* [Goal]
Copy every one of the records below word for word, leaving out the pictures.

-- START OF Given records --

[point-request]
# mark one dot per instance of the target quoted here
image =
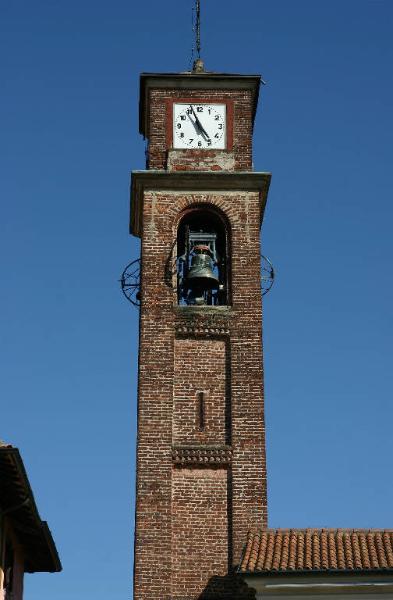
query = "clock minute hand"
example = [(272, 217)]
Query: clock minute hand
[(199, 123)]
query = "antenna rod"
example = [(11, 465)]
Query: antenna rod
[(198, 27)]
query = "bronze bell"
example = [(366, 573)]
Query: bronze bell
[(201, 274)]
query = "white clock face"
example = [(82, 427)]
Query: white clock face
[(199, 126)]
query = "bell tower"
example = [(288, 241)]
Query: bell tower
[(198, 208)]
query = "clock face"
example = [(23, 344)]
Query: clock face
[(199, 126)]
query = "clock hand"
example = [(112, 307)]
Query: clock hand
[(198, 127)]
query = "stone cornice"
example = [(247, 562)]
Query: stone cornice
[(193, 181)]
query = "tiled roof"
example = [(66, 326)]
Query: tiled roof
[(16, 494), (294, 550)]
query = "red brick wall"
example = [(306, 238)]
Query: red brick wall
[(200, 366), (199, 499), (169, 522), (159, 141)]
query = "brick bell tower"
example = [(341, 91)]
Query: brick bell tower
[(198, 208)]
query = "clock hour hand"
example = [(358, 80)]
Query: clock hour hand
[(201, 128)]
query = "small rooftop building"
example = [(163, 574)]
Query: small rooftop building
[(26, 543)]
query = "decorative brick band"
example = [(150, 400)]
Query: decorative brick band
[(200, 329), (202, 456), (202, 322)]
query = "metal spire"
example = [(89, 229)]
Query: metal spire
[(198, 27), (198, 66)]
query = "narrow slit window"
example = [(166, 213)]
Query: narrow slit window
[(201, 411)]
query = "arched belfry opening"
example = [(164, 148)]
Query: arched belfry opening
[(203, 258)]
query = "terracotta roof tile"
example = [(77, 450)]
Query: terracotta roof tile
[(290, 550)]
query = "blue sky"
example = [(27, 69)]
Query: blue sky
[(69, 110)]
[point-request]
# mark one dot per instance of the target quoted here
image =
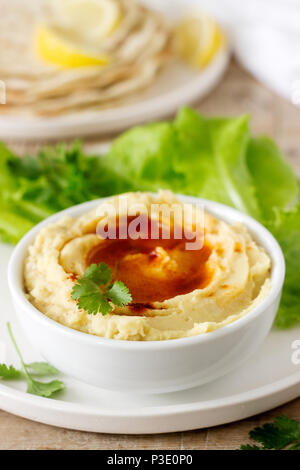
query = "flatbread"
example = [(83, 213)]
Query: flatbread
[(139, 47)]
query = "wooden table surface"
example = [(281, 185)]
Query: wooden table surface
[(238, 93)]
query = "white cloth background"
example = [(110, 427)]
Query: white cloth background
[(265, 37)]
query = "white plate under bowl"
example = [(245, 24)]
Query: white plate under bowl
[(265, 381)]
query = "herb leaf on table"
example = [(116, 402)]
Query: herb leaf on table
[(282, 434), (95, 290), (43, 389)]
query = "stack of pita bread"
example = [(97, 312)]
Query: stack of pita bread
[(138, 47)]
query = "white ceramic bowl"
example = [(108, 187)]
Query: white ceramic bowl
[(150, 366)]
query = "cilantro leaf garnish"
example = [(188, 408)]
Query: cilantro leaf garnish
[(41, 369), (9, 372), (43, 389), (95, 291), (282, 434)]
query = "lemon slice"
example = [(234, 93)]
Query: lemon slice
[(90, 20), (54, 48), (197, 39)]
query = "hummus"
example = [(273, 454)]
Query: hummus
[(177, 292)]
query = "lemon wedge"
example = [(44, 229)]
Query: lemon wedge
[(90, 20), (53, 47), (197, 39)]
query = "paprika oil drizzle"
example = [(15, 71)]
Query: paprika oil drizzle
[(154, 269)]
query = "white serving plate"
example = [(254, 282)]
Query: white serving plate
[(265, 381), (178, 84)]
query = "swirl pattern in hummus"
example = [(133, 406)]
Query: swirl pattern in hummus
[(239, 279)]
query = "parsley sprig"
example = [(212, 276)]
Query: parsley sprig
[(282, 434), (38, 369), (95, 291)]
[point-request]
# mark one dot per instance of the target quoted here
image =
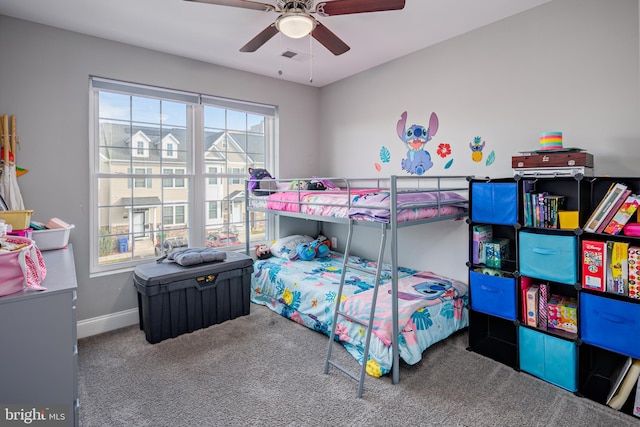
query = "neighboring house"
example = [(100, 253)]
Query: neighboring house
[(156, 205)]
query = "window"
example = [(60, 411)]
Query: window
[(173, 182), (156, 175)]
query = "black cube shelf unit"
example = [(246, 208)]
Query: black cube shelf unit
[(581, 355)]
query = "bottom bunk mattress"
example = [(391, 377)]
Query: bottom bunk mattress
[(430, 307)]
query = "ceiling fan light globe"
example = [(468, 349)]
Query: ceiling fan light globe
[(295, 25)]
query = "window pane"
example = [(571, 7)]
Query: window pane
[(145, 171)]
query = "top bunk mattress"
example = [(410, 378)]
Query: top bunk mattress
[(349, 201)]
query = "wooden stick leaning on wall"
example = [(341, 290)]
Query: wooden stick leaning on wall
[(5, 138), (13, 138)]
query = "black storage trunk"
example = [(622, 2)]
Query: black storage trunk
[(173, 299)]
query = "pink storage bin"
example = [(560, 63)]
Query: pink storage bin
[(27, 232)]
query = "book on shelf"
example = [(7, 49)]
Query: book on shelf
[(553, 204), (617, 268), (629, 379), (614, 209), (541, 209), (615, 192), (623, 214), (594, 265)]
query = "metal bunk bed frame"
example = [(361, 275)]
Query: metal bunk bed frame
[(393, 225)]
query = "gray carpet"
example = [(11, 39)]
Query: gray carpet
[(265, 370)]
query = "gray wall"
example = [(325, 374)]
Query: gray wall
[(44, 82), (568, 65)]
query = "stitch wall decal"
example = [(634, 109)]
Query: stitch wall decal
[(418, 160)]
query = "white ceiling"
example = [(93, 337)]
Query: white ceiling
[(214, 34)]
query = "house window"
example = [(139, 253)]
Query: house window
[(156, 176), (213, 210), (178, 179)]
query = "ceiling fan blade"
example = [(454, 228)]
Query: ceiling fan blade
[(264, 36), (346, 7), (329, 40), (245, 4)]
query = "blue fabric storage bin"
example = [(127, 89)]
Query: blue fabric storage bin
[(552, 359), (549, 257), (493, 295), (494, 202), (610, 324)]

-- END OF Given records --

* [The answer]
[point-request]
# mark one dot per instance of the target quoted here
image =
query = "clock minute hand"
example = [(272, 217)]
Query: clock minute hand
[(199, 123)]
query = "antenna rod"
example = [(11, 465)]
Query: antenna rod
[(198, 27)]
query = "bronze bell"
example = [(366, 573)]
Query: bronze bell
[(201, 274)]
query = "white clock face"
example = [(82, 427)]
Query: white clock face
[(199, 126)]
query = "bell tower"
example = [(288, 241)]
Query: bell tower
[(198, 208)]
query = "clock face"
example = [(23, 344)]
Query: clock face
[(199, 126)]
query = "clock hand"
example = [(112, 307)]
Query: clock hand
[(198, 127)]
query = "stone cornice"
example = [(247, 562)]
Query: stone cornice
[(193, 181)]
query = "tiled roof"
example = [(66, 326)]
Query: tiled roof
[(16, 494), (294, 550)]
query = "red brick wall"
example = [(306, 238)]
Query: red brick wall
[(200, 366), (199, 499), (169, 522), (159, 141)]
query = "brick bell tower"
example = [(341, 91)]
Query: brick bell tower
[(198, 208)]
query = "clock hour hand"
example = [(358, 80)]
Query: clock hour hand
[(201, 128)]
query = "small rooftop building"
example = [(163, 574)]
Query: small rooftop building
[(26, 543)]
query = "decorative brick band"
example = [(150, 400)]
Query: decorative brick band
[(200, 329), (202, 456), (202, 322)]
query = "metal spire"
example = [(89, 229)]
Query: metal spire
[(198, 27), (198, 66)]
query = "narrow slit window"
example = [(166, 213)]
Query: narrow slit window
[(201, 411)]
query = "arched belfry opening"
example = [(164, 148)]
Query: arched belfry opening
[(203, 258)]
query = "terracotta roof tile"
example = [(77, 450)]
Query: terracotta roof tile
[(290, 550)]
query = "blue sky"
example = [(27, 69)]
Query: blue sky
[(69, 110)]
[point-request]
# mark one dot per instance of the target quoted here
image =
query = "flatbread"
example = [(83, 213)]
Query: flatbread
[(139, 47)]
query = "wooden table surface"
example = [(281, 185)]
Query: wooden table surface
[(238, 93)]
query = "white cloth background"
example = [(110, 427)]
Query: white cloth background
[(265, 37)]
query = "white plate under bowl"
example = [(245, 24)]
Query: white plate under bowl
[(265, 381)]
query = "herb leaf on table"
example = [(116, 402)]
Query: herb leaf on table
[(282, 434), (95, 290), (43, 389)]
query = "stack of pita bread"
example = [(97, 312)]
Query: stack of pita bread
[(138, 47)]
query = "white ceramic bowl"
example = [(108, 187)]
Query: white ceramic bowl
[(150, 366)]
query = "cilantro leaf garnish"
example = [(188, 408)]
Query: cilantro leaf garnish
[(41, 369), (9, 372), (43, 389), (95, 291), (282, 434)]
query = "lemon slice"
example = [(234, 93)]
Query: lemon slice
[(90, 20), (54, 48), (197, 39)]
query = "hummus"
example = [(273, 454)]
Query: hummus
[(177, 292)]
query = "lemon wedge"
example = [(44, 229)]
Query: lemon wedge
[(90, 20), (53, 47), (197, 39)]
query = "paprika oil drizzle"
example = [(15, 71)]
Query: paprika oil drizzle
[(154, 269)]
query = "white serving plate"
example = [(254, 282)]
Query: white serving plate
[(265, 381), (178, 84)]
query = "swirl pattern in hummus"
example = [(133, 406)]
Query: swirl pattern in hummus
[(239, 279)]
query = "parsley sprig"
example = [(212, 276)]
Query: parsley sprig
[(282, 434), (38, 369), (95, 291)]
[point-request]
# mark one dot per instance of the target quoted here
image =
query = "neighboring house"
example = [(100, 253)]
Query: neighboring house
[(156, 205)]
query = "window"
example = [(60, 411)]
Query: window
[(173, 182), (156, 175)]
query = "black cube shelf unit"
example = [(246, 208)]
Query: black cube shelf unit
[(581, 355)]
query = "bottom bunk mattress"
example = [(391, 377)]
Query: bottom bunk mattress
[(430, 307)]
query = "ceiling fan light globe"
example = [(468, 349)]
Query: ceiling fan light globe
[(295, 25)]
query = "window pane"
example = [(571, 7)]
Query: window pane
[(145, 171)]
query = "top bunk mattress"
example = [(410, 378)]
Query: top bunk mattress
[(349, 201)]
query = "wooden stick leaning on wall"
example = [(341, 290)]
Query: wooden stick leaning on wall
[(5, 138), (13, 138)]
query = "black storage trunk"
example = [(622, 2)]
Query: black storage trunk
[(173, 299)]
query = "pink storage bin"
example = [(560, 63)]
Query: pink storage bin
[(27, 232)]
query = "book on shelf"
example = [(7, 49)]
Query: book on shelf
[(553, 204), (617, 268), (629, 379), (614, 209), (541, 209), (615, 192), (623, 214), (594, 265)]
query = "metal bunk bed frame"
example = [(361, 275)]
Query: metal bunk bed frame
[(393, 225)]
query = "gray carpet"
example = [(11, 39)]
Query: gray carpet
[(265, 370)]
query = "gray wall"
example = [(325, 374)]
Query: gray wall
[(44, 82), (568, 65)]
query = "stitch wall decal"
example = [(634, 109)]
Query: stitch wall decal
[(418, 160)]
query = "white ceiling"
example = [(93, 337)]
Query: white ceiling
[(214, 34)]
query = "house window"
example = [(139, 253)]
Query: house window
[(156, 176), (213, 210), (178, 179)]
query = "ceiling fan blade"
example = [(454, 228)]
Query: ceiling fan blade
[(264, 36), (346, 7), (329, 40), (245, 4)]
query = "blue fabric storage bin"
example = [(127, 89)]
Query: blue fabric storage bin
[(552, 359), (549, 257), (493, 295), (494, 202), (610, 324)]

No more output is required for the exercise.